INSTANT POT WHITE CHICKEN CHILI
1 cup water or chicken broth
1 1/2 pounds organic boneless & skinless chicken thighs see notes
2 teaspoons dried oregano
1/2 teaspoon garlic powder
1 tablespoon kosher salt
1/2 teaspoon black pepper
White Chicken Chili
1 1/2 tablespoons avocado oil
1 small yellow onion diced
5 garlic cloves minced
8 ounces hatch green chiles
1 1/2 teaspoons cumin
1 teaspoon paprika
1/2 teaspoon dried oregano
1/2 teaspoon coriander
1/8 teaspoon cayenne
2 cans white (cannellini) beans rinsed and drained
1 can whole kernel corn see notes
1 1/2 pounds shredded chicken see notes
16 ounces low sodium chicken broth see notes
1/2 lime juiced
2 teaspoons kosher salt
8 ounces dairy free or regular cream cheese
1/4 cup chopped cilantro split
cracked black pepper
Instant Pot Shredded Chicken
- Add water, chicken thighs, and spices to the Instant Pot. Give everything a nice stir.
- Put the lid on and turn valve to "Sealing" position. Set to "Manual" and "High Pressure" for 12 minutes.
- Once the time is up, let the pressure naturally release for 10 minutes.Carefully move the valve to "Venting" and let the rest of the pressure release. Shred in a stand mixer or with two forks and set aside. Rinse the Instant Pot insert and dry.

Given information:

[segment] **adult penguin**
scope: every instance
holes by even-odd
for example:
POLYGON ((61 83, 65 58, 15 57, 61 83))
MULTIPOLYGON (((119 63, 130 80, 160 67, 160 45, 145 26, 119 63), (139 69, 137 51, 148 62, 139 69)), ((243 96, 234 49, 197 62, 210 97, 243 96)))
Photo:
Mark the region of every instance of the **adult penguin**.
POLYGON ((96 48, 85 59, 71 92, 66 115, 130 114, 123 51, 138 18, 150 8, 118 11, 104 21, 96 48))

Instructions:
[A] In the recipe, how many minutes is the Instant Pot set to High Pressure for the shredded chicken?
[B] From the recipe, return word for word the text between "- Once the time" and "insert and dry.", inclusive.

Written responses:
[A] 12 minutes.

[B]
- Once the time is up, let the pressure naturally release for 10 minutes.Carefully move the valve to "Venting" and let the rest of the pressure release. Shred in a stand mixer or with two forks and set aside. Rinse the Instant Pot insert and dry.